**WHAT YOU WILL DO**
1. In the lecture notes on social media and graph analytics below, what two examples of directed edges are given?
2. Continue the lecture notes on social media and graph analytics below, picking up after their final line.

**PASSAGE GIVEN**
= = = = =

Web and Social Network Analytics

Week 3: Social Media & Graph Analytics

Dr. Zexun Chen

Zexun.Chen@ed.ac.uk

Jan-2025

Introduction

Last decade explosion of social media websites
- E.g., Twitter, LinkedIn, Facebook, Instagram
Creation of vast amount of content
Content is also linked
- Interpersonal/entity relations from graph
  - Network of interactions
- Data linked to people
  - Preferences, videos, images, sensor data

Two kinds of data:
- Linkage-based for structural analysis:
  - Links are explicit, e.g., Facebook friendship
  - Analyse linkage behaviour to determine important nodes, communities, links, …
- Content-based:
  - Not explicitly linked, but becomes more informative when combined with linkage data
  - Often very rich: e-mails, blogs, message boards, reviews
    - Linked through participants, customers, companies
Types of analyses:
- Static: Social network changes slowly over time, e.g., bibliographic network.
- Dynamic: Rapidly generated and changing content and user base, e.g., instant messaging.

Typical analyses:
- Community detection
- Analysis of interaction dynamics
- Link inference
- Transfer learning
- Adversary detection
- Ranking

Questions
What do Social Networks look like? How do they behave over time? What distribution of patterns do they maintain?

Analytics Tools

Preliminaries:

Graphs: \(G = (V, E, W)\)
- \(V\): vertices (nodes), \(E\): edges (links), \(W\): weights
- Edges (links):
  - Directed: phone call, follower on Twitter
  - Undirected: collaboration, friendship on Facebook
  - Weighted: edge \(e_{ij}\) has weight \(w_{ij}\)
  - \(E_{max} = \binom{N}{2} = \frac{N(N-1)}{2}, N = |V|\)
- Vertices (nodes):
  - Node degree \(k_i\): number of edges adjacent
  - In-degree \(k^{in}\)
  - Out-degree \(k^{out}\)

Example:

Graph Basics

Graphs: \(G = (V, E, W)\)
- Unipartite, multipartite (typically bipartite)
  - Homogeneous nodes vs nodes of different classes
- Adjacency matrix \(A\), \(|V| \times |V|\) matrix
  - Sparsity is preferable (for calculations)
  - \(|E| \ll E_{max}\) or \(\bar{k} \ll N-1\)

Preliminaries: Components

(Weakly) Connected Component: Set of nodes and edges where there exists a path between any two nodes in set.
- Strongly Connected (SCC): Directed path between any two nodes.
  - The elements from every pair of nodes in \(S\) can reach each other.
  - There is no larger set containing \(S\) with the same property.
Disconnected Graph: Consists of two or more connected components.
Bridge Edge: If deleted, the graph becomes disconnected.
Directed Acyclic Graph (DAG): Has no cycles.

Characteristics

Degree Distribution \(P(k)\):
- Probability that a node has degree \(k\).
Path:
- Sequence of nodes traversed (e.g., \(<N_1, N_2, N_3, N_2>\)).
Distance Between Nodes \(h_{ij}\):
- Length of the shortest path connecting them.
Diameter of Network:
- The shortest path between any pair of nodes.

= = = = =

**EXTRACTED RECORDS**
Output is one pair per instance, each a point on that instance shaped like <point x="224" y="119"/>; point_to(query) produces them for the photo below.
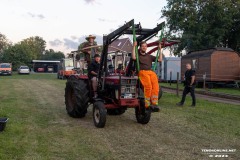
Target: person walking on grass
<point x="148" y="77"/>
<point x="189" y="85"/>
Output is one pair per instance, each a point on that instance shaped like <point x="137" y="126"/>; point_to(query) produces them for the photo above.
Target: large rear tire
<point x="99" y="114"/>
<point x="76" y="97"/>
<point x="143" y="115"/>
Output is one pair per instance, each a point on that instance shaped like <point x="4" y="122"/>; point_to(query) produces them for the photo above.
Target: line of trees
<point x="201" y="24"/>
<point x="23" y="52"/>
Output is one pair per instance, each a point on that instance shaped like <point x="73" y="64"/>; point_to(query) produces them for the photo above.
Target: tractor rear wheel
<point x="76" y="97"/>
<point x="143" y="115"/>
<point x="99" y="114"/>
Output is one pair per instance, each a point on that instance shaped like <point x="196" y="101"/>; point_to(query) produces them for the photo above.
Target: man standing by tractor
<point x="93" y="69"/>
<point x="189" y="85"/>
<point x="91" y="50"/>
<point x="148" y="77"/>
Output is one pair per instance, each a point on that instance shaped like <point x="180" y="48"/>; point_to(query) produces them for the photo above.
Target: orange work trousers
<point x="149" y="81"/>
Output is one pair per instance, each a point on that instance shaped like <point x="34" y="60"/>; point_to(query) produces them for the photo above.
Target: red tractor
<point x="116" y="91"/>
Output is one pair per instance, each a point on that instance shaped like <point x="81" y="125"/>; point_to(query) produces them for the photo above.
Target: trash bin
<point x="3" y="122"/>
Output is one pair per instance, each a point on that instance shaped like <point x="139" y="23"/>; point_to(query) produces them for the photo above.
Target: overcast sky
<point x="63" y="24"/>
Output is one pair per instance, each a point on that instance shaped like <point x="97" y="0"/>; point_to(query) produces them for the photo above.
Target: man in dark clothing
<point x="93" y="69"/>
<point x="189" y="86"/>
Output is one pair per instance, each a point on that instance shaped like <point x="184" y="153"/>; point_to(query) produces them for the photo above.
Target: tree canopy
<point x="201" y="24"/>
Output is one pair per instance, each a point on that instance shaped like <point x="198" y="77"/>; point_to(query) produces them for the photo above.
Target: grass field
<point x="231" y="91"/>
<point x="39" y="128"/>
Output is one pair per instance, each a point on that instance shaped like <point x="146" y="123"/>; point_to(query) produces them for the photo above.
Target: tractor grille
<point x="128" y="88"/>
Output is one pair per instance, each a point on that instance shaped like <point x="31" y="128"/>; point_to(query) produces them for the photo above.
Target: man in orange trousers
<point x="148" y="77"/>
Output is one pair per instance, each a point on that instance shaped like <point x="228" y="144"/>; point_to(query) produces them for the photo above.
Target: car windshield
<point x="5" y="66"/>
<point x="24" y="67"/>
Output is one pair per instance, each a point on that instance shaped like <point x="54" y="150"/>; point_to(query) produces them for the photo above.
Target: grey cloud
<point x="106" y="20"/>
<point x="90" y="1"/>
<point x="73" y="42"/>
<point x="40" y="16"/>
<point x="99" y="39"/>
<point x="70" y="44"/>
<point x="56" y="42"/>
<point x="74" y="37"/>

= = = = =

**RESULTS BY TASK**
1. A phone call and a follower on Twitter.

2.
Average Path Length:
- \(\bar{h} = \frac{1}{2E_{max}}\sum_{j \neq i} h_{ij}\)

Examples 1

Examples 2

Vertex/Node-Based

Centrality - Degree

A central actor is involved in many ties:
- Degree centrality/prestige centrality: Referrals
  - In-links
  - PageRank
- Degree centrality (undirected):
  - Number of immediate connections
  - \(C_{D}(i) = \frac{k_i}{|V| - 1}\)
- Prestige centrality (directed):
  - Everyone points to this node
  - \(C_{P}(i) = \frac{k_{i}^{in}}{|V| - 1}\)

Centrality: Betweenness

A central actor is indispensable:
- Lots of connections pass through it.
- Choke-point for information.
- How many pairs of individuals would have to go through you in order to reach one another in the minimum number of hops?
- If a node is on the path between two non-adjacent actors, it can influence the interaction.
Betweenness centrality:
- Calculation: Number of the shortest paths that go through \(V\) vs total number of the shortest paths that exist between all pairs of nodes. \[C_V = \frac{\sum_{s \neq v \neq t} \sigma_{st}(v)}{\sum_{s \neq v \neq t} \sigma_{st}}\]
- \(\sigma_{st}\): The number of shortest paths between \(s\) and \(t\).
- \(\sigma_{st}(v)\): The shortest paths that go through \(v\).

Centrality: Example

Centrality: Exercise

Graph

Calculate:
- Degree centrality of A-D:
  - A: \(1/3\)
  - B: \(3/3\)
  - C: \(2/3\)
  - D: \(2/3\)
- Betweenness centrality of B:
  - Number of Shortest Paths:
    - A-C: 1
    - A-D: 1
    - C-D: 1
  - Number of Shortest Paths through B:
    - A-C: 1
    - A-D: 1
    - C-D: 0
  - Centrality: \(2/3\)

Clustering Coefficient

Portion of connected neighbours of node \(i\):
- Number of connections vs maximum number of connections.
- Local clustering coefficient of node \(i\): \[ C_i^{Directed} = \frac{\sum_{j, k \in N_i} e_{jk}}{k_i (k_i - 1)}, \quad C_i^{Undirected} = \frac{\sum_{j, k \in N_i} e_{jk}}{k_i (k_i - 1)/2} \]
  - \(N_i = \{v_j \in V| e_{ij} \in E \vee e_{ji} \in E\}\): the neighbourhood of \(i\).
  - Denominator: Possible connections between adjacent nodes.
- Average clustering coefficient:
  - Average local density.
  - \(C = \frac{1}{|N|} \sum_i^{|N|} C_i\)

Clustering Coefficient: Exercise

What is the local clustering coefficient of node B?
- \(N = \{A, C, D\}\)
- \(k_i = 3\)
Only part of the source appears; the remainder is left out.